Below are records; reproduce exactly the lines from the one containing "Return one point for each instance of the white banner." through the end, both included, and only those.

--- START OF Input for this task ---

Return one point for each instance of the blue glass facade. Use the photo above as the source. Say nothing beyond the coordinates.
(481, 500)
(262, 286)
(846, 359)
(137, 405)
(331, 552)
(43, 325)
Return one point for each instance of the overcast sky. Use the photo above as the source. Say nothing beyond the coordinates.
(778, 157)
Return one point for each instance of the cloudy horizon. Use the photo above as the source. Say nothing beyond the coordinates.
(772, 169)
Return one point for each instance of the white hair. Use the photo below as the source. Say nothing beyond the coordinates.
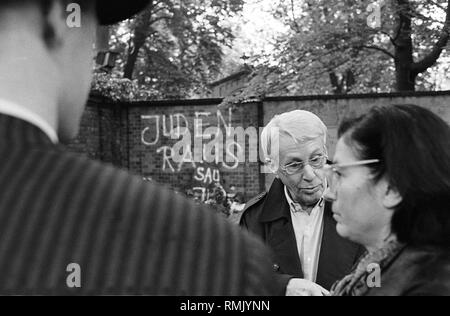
(302, 126)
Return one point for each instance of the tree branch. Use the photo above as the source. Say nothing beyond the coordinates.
(429, 60)
(380, 49)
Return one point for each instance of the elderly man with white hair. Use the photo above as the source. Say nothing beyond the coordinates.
(293, 218)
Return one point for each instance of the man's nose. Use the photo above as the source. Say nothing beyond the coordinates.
(309, 173)
(329, 195)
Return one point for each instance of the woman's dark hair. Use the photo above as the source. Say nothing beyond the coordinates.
(413, 146)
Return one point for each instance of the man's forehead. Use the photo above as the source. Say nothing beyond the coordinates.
(291, 148)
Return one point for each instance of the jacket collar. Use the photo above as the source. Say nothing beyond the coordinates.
(275, 205)
(16, 131)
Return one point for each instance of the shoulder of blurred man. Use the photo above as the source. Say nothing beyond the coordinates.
(127, 236)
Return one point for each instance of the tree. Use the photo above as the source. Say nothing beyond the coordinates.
(175, 47)
(333, 46)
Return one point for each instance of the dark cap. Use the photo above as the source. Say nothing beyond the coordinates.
(113, 11)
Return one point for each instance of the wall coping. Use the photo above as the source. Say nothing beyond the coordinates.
(100, 100)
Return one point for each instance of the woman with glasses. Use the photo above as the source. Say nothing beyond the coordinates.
(390, 188)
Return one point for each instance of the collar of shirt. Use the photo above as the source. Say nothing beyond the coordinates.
(296, 207)
(20, 112)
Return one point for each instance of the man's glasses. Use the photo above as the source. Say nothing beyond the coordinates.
(317, 162)
(332, 174)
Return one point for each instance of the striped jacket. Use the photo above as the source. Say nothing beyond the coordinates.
(71, 226)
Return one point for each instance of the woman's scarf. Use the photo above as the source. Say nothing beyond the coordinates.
(356, 284)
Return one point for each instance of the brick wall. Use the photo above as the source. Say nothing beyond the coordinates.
(138, 136)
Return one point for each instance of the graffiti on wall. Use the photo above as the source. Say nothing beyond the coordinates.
(201, 140)
(196, 143)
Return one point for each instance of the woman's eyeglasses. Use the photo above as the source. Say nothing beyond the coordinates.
(332, 174)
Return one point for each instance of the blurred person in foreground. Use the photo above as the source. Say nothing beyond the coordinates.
(71, 226)
(293, 218)
(390, 187)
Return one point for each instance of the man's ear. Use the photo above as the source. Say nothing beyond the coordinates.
(55, 28)
(391, 198)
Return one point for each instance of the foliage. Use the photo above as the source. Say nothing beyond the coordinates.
(174, 49)
(332, 48)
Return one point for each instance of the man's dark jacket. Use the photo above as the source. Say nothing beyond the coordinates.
(268, 216)
(126, 236)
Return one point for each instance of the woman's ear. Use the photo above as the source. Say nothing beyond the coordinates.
(391, 198)
(55, 28)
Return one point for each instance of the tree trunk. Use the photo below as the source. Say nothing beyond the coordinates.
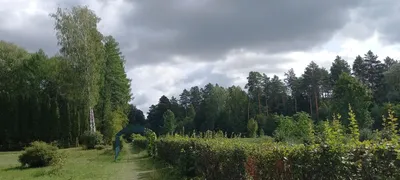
(310, 105)
(259, 103)
(248, 109)
(316, 104)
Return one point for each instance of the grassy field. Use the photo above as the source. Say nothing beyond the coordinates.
(88, 164)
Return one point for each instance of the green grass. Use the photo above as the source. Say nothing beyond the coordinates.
(88, 164)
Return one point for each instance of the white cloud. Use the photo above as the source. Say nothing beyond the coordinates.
(30, 21)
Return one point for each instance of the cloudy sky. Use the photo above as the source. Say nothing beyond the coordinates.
(174, 44)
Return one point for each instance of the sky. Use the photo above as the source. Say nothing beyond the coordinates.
(176, 44)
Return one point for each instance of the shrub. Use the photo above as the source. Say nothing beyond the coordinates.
(252, 128)
(40, 154)
(236, 159)
(91, 139)
(122, 144)
(100, 147)
(139, 141)
(151, 145)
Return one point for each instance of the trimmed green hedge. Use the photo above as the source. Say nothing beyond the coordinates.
(223, 158)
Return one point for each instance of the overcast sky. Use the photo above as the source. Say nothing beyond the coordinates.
(170, 45)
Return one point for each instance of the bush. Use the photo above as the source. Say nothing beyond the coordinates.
(40, 154)
(236, 159)
(100, 147)
(139, 141)
(91, 139)
(122, 144)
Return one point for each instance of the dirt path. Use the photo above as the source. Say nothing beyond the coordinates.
(138, 166)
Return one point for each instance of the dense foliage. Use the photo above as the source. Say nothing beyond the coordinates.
(332, 151)
(40, 154)
(368, 86)
(91, 139)
(49, 98)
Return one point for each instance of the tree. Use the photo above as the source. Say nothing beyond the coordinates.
(254, 86)
(136, 116)
(294, 86)
(184, 98)
(156, 113)
(392, 79)
(169, 122)
(252, 128)
(312, 79)
(195, 97)
(374, 74)
(81, 45)
(360, 69)
(389, 62)
(349, 90)
(338, 67)
(114, 90)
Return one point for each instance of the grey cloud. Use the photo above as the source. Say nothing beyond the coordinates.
(208, 76)
(208, 29)
(140, 99)
(382, 16)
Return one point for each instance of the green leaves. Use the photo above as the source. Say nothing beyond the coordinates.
(169, 122)
(252, 127)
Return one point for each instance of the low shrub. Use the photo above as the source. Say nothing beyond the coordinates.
(91, 139)
(40, 154)
(100, 147)
(122, 144)
(237, 159)
(139, 141)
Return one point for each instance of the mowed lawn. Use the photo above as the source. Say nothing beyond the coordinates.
(85, 164)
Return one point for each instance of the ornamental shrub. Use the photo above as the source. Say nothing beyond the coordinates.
(91, 139)
(40, 154)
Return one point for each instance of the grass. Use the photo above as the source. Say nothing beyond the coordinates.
(88, 164)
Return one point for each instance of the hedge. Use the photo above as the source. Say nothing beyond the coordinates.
(223, 158)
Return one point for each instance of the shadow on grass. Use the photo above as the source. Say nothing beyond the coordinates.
(16, 168)
(166, 173)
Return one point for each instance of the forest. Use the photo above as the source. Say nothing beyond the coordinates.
(49, 98)
(370, 85)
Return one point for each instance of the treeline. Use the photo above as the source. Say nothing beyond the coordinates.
(369, 85)
(49, 98)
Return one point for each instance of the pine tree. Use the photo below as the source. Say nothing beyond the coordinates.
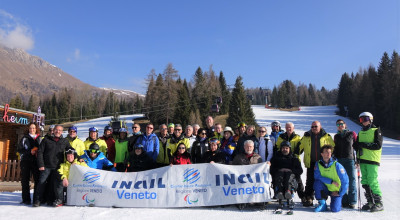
(240, 108)
(225, 94)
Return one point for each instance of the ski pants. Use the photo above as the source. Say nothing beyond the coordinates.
(350, 197)
(322, 192)
(369, 176)
(28, 167)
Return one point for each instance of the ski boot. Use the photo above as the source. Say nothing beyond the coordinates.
(378, 206)
(290, 206)
(321, 206)
(370, 199)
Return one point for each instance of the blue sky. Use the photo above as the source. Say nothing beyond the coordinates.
(117, 43)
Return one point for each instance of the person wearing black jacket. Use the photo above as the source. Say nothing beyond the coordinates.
(344, 153)
(214, 155)
(27, 149)
(286, 170)
(50, 156)
(200, 146)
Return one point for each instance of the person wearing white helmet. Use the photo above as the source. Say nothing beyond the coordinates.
(369, 150)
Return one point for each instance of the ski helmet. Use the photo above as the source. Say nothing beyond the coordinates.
(73, 128)
(275, 123)
(366, 116)
(108, 127)
(94, 148)
(93, 129)
(123, 130)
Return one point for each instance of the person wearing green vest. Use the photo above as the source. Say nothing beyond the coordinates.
(369, 150)
(330, 180)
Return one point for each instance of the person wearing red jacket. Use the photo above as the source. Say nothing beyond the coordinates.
(181, 156)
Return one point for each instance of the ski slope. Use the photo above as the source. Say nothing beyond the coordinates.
(389, 180)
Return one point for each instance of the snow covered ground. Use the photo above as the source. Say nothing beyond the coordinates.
(389, 179)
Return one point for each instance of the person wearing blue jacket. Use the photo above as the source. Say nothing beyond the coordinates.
(330, 180)
(150, 142)
(94, 158)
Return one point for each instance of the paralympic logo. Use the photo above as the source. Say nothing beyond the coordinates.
(86, 198)
(191, 175)
(91, 177)
(188, 201)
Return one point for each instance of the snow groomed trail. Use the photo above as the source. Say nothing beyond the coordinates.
(389, 180)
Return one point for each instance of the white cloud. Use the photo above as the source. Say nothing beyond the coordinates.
(13, 33)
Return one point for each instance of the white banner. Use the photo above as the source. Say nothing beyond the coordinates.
(176, 186)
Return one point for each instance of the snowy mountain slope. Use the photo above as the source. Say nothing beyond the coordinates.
(389, 179)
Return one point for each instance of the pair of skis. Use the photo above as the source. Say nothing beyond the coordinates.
(290, 204)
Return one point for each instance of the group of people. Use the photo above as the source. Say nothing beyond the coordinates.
(330, 162)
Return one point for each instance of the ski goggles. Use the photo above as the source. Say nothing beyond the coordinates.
(364, 119)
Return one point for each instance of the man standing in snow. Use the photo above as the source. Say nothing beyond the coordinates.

--- END OF Input for this task ---

### [Response]
Return one point for each instance of the white banner. Use the photo above as the source. Say nothing beyond the coordinates.
(176, 186)
Return one point for each instance of the snowy mountain slope. Use the photo above as the source. Say nothing beyond the coordinates.
(389, 179)
Return one point for each instance of the pair of skis. Use the photo above as the source. Say nothing beyond the coordinates.
(290, 204)
Return one point for each instance of the group of people. Use the photo above as the source. Say nothing beyond the coordinates.
(330, 162)
Return one point for each instance of the ski goggles. Use the photo above as the source. Say nothing beyond the coordinates.
(364, 119)
Return one point for each instance of the man standing in snow. Use the photo above as the source. Say nothing beyond the coordinates.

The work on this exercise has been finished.